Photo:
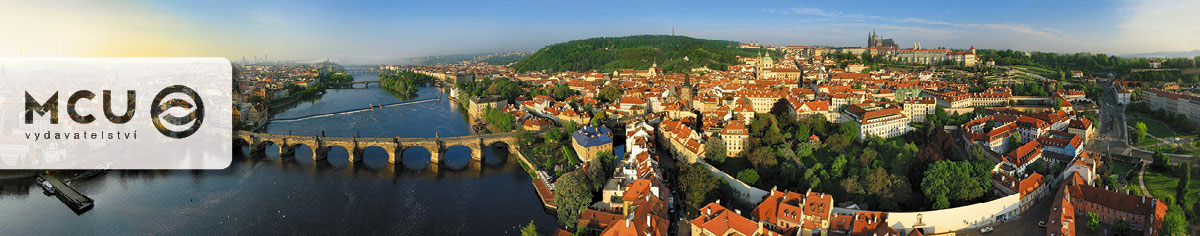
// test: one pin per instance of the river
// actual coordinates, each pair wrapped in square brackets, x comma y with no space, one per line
[269,195]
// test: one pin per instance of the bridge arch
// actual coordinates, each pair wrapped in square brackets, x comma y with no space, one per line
[501,151]
[459,156]
[300,151]
[415,156]
[376,152]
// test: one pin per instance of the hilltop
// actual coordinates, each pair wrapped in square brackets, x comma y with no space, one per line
[607,54]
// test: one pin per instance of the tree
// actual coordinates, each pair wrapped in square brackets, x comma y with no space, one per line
[977,152]
[1185,179]
[714,150]
[838,167]
[610,94]
[697,185]
[529,230]
[803,149]
[1175,222]
[1139,132]
[552,135]
[523,137]
[958,181]
[749,176]
[1161,161]
[849,129]
[762,157]
[1093,221]
[573,194]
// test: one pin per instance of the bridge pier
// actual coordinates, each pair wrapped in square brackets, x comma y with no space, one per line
[477,152]
[391,153]
[319,153]
[355,155]
[287,150]
[436,156]
[257,147]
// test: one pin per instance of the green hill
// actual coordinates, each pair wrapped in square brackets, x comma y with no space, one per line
[609,54]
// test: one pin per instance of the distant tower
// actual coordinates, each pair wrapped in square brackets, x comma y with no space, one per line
[873,40]
[685,92]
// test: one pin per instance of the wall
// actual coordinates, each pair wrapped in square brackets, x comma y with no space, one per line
[952,219]
[747,193]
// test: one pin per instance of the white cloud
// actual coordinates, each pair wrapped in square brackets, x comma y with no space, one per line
[262,17]
[1158,25]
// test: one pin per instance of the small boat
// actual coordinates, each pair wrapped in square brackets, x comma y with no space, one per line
[46,185]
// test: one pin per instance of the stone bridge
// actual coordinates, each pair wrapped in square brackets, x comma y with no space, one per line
[394,146]
[365,84]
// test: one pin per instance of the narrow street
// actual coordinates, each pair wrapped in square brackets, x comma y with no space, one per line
[1027,224]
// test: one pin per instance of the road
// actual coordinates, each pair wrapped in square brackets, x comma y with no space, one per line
[1111,133]
[1027,224]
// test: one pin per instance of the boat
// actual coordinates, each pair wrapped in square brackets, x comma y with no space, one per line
[46,185]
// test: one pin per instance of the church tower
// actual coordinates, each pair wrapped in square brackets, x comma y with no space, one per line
[685,92]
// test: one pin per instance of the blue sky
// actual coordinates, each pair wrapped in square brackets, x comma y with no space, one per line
[384,31]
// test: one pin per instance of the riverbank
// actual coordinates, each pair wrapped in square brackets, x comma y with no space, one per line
[17,174]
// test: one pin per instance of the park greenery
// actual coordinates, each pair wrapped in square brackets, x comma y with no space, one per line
[1176,121]
[403,83]
[607,54]
[700,186]
[1139,132]
[499,120]
[874,173]
[577,189]
[337,77]
[1086,62]
[529,230]
[509,89]
[504,60]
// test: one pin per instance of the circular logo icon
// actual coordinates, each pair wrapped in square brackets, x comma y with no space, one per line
[159,107]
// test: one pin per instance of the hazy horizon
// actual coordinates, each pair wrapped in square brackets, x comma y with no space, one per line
[387,32]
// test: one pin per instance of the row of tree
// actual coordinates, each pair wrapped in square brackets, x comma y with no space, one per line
[607,54]
[405,83]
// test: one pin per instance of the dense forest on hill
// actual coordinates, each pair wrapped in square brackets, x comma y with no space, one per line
[609,54]
[1097,64]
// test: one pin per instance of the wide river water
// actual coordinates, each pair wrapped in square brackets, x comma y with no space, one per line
[265,195]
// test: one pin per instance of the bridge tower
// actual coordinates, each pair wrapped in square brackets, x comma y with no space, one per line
[321,151]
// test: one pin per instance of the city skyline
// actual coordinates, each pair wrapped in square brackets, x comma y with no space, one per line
[381,32]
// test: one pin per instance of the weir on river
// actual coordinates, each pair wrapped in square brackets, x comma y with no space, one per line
[372,107]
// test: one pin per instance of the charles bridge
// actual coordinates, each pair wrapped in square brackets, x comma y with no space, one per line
[394,146]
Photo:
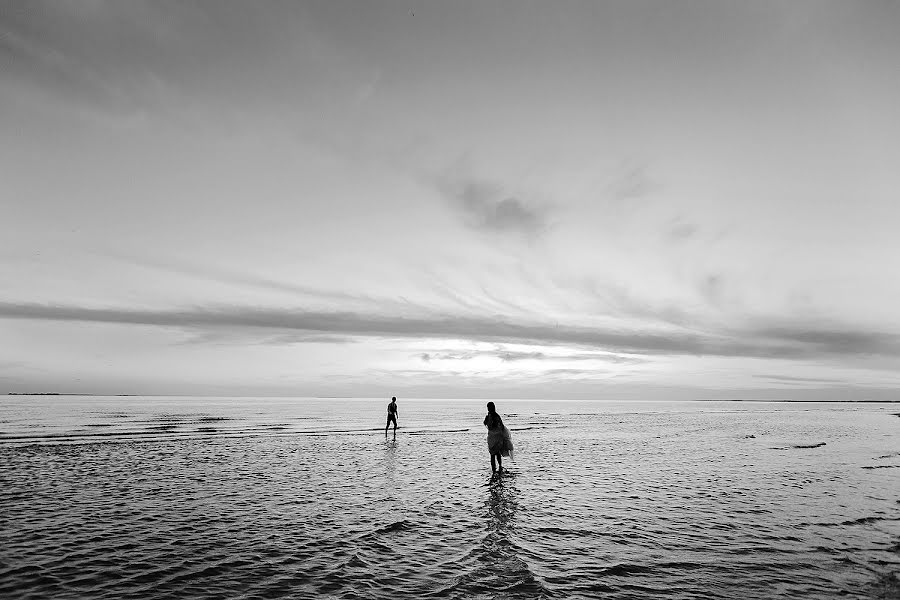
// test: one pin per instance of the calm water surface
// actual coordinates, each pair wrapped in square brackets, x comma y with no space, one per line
[299,498]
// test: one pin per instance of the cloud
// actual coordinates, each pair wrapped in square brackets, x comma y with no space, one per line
[803,380]
[768,343]
[506,355]
[488,207]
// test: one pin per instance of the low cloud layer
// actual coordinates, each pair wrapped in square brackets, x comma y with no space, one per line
[761,343]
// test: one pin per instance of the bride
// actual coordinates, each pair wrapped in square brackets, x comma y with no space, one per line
[499,438]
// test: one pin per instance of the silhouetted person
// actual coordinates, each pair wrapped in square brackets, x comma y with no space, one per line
[499,438]
[392,415]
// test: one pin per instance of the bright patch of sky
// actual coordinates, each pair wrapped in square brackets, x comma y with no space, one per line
[570,199]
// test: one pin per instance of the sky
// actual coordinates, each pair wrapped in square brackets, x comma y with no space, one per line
[595,200]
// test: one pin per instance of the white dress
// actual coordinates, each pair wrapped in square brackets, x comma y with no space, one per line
[499,439]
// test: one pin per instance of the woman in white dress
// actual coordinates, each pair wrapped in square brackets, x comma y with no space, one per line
[499,438]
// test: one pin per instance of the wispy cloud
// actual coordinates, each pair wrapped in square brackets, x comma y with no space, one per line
[489,207]
[506,355]
[769,343]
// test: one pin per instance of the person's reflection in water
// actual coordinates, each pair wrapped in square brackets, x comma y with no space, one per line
[501,504]
[503,568]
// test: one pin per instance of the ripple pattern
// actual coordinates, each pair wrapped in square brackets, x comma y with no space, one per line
[699,502]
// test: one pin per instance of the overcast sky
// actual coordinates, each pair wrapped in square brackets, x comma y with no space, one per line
[669,199]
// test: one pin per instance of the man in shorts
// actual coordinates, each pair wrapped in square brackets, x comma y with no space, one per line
[392,415]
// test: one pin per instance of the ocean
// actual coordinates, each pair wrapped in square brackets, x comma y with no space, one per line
[177,497]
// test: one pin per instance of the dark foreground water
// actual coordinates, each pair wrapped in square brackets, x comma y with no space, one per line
[261,498]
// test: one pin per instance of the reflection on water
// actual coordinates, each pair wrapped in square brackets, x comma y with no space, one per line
[716,501]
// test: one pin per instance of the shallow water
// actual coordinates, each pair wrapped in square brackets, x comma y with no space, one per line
[268,498]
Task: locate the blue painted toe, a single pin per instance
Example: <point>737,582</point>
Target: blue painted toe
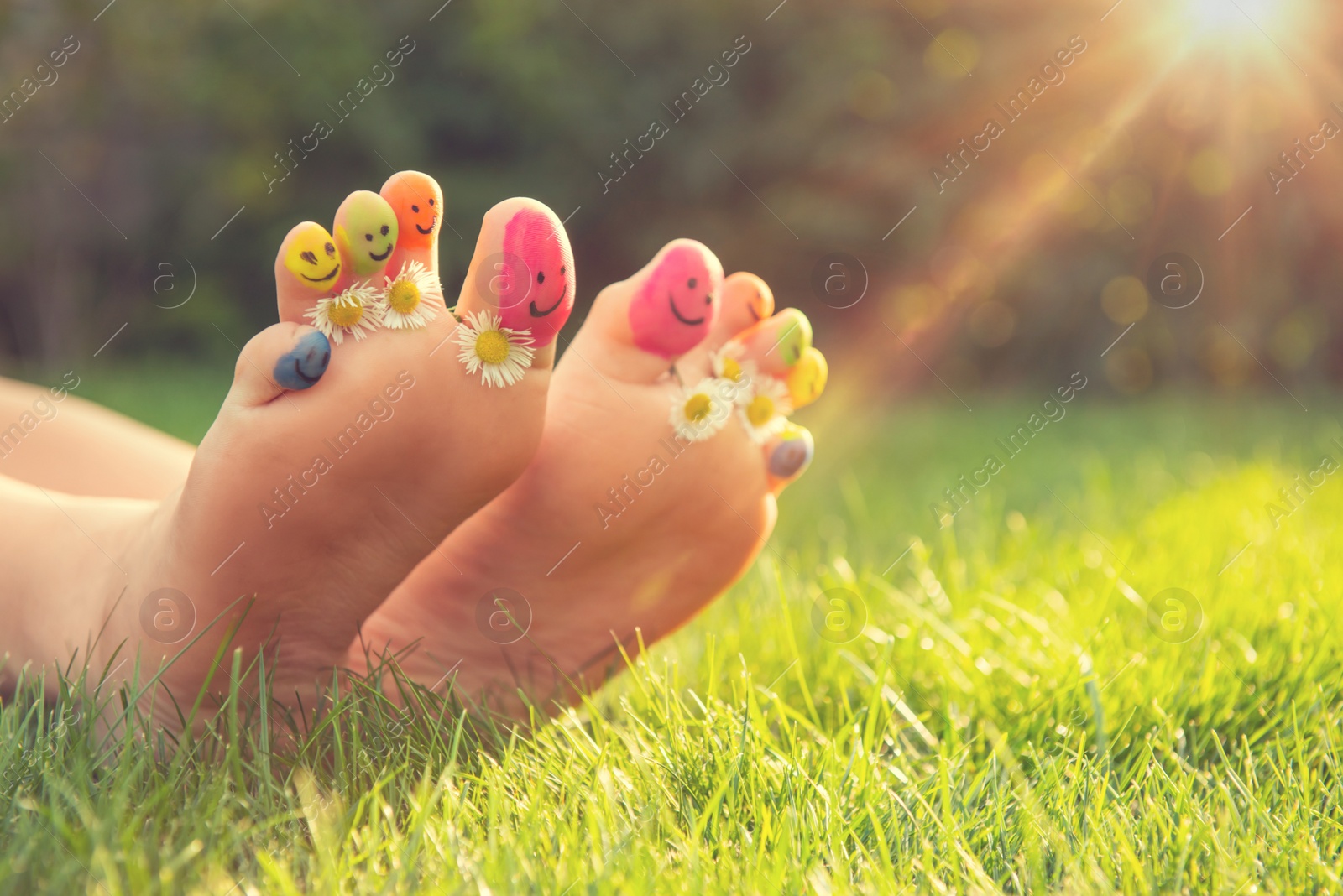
<point>792,455</point>
<point>306,364</point>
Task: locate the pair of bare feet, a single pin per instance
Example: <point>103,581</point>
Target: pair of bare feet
<point>389,477</point>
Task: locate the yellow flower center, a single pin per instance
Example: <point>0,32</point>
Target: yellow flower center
<point>492,346</point>
<point>760,411</point>
<point>403,297</point>
<point>698,408</point>
<point>346,313</point>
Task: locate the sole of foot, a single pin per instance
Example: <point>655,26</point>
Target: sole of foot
<point>653,490</point>
<point>359,431</point>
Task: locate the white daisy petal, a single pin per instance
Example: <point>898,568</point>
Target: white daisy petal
<point>501,356</point>
<point>413,298</point>
<point>358,310</point>
<point>767,411</point>
<point>700,411</point>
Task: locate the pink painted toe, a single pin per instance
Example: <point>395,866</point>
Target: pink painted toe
<point>537,294</point>
<point>678,304</point>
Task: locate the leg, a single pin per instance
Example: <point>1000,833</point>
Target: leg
<point>77,447</point>
<point>344,452</point>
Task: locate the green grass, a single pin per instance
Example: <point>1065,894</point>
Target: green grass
<point>1011,718</point>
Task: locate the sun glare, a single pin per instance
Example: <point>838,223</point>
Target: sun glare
<point>1224,16</point>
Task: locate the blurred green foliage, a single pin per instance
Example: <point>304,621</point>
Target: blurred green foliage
<point>125,174</point>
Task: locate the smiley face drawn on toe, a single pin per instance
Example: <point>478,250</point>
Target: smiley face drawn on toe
<point>676,306</point>
<point>366,231</point>
<point>312,257</point>
<point>541,295</point>
<point>418,204</point>
<point>306,364</point>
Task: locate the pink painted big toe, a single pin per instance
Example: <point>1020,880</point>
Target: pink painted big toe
<point>539,293</point>
<point>678,304</point>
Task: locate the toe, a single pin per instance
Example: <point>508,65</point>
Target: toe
<point>284,356</point>
<point>640,326</point>
<point>306,268</point>
<point>366,235</point>
<point>776,344</point>
<point>787,455</point>
<point>747,300</point>
<point>807,378</point>
<point>523,273</point>
<point>418,203</point>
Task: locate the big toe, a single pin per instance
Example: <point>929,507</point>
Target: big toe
<point>640,326</point>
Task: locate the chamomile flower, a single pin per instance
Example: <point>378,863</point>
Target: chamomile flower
<point>413,298</point>
<point>700,411</point>
<point>358,310</point>
<point>767,411</point>
<point>501,354</point>
<point>729,367</point>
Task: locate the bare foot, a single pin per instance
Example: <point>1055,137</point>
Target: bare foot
<point>358,434</point>
<point>646,499</point>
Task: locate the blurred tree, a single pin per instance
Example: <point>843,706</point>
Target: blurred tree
<point>160,143</point>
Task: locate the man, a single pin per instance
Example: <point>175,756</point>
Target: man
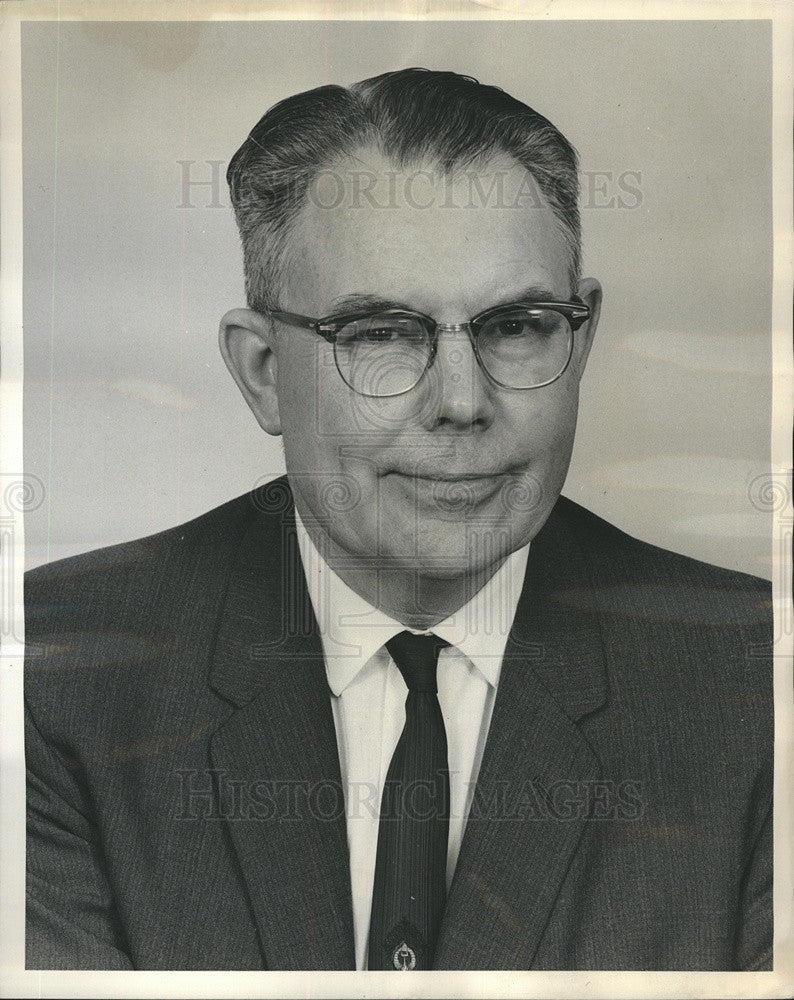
^^^^^^^^^^^^^^^^
WORK ORDER: Only the number is needed: count the lines of the material that include "tower".

RESULT FOR THIS TASK: 3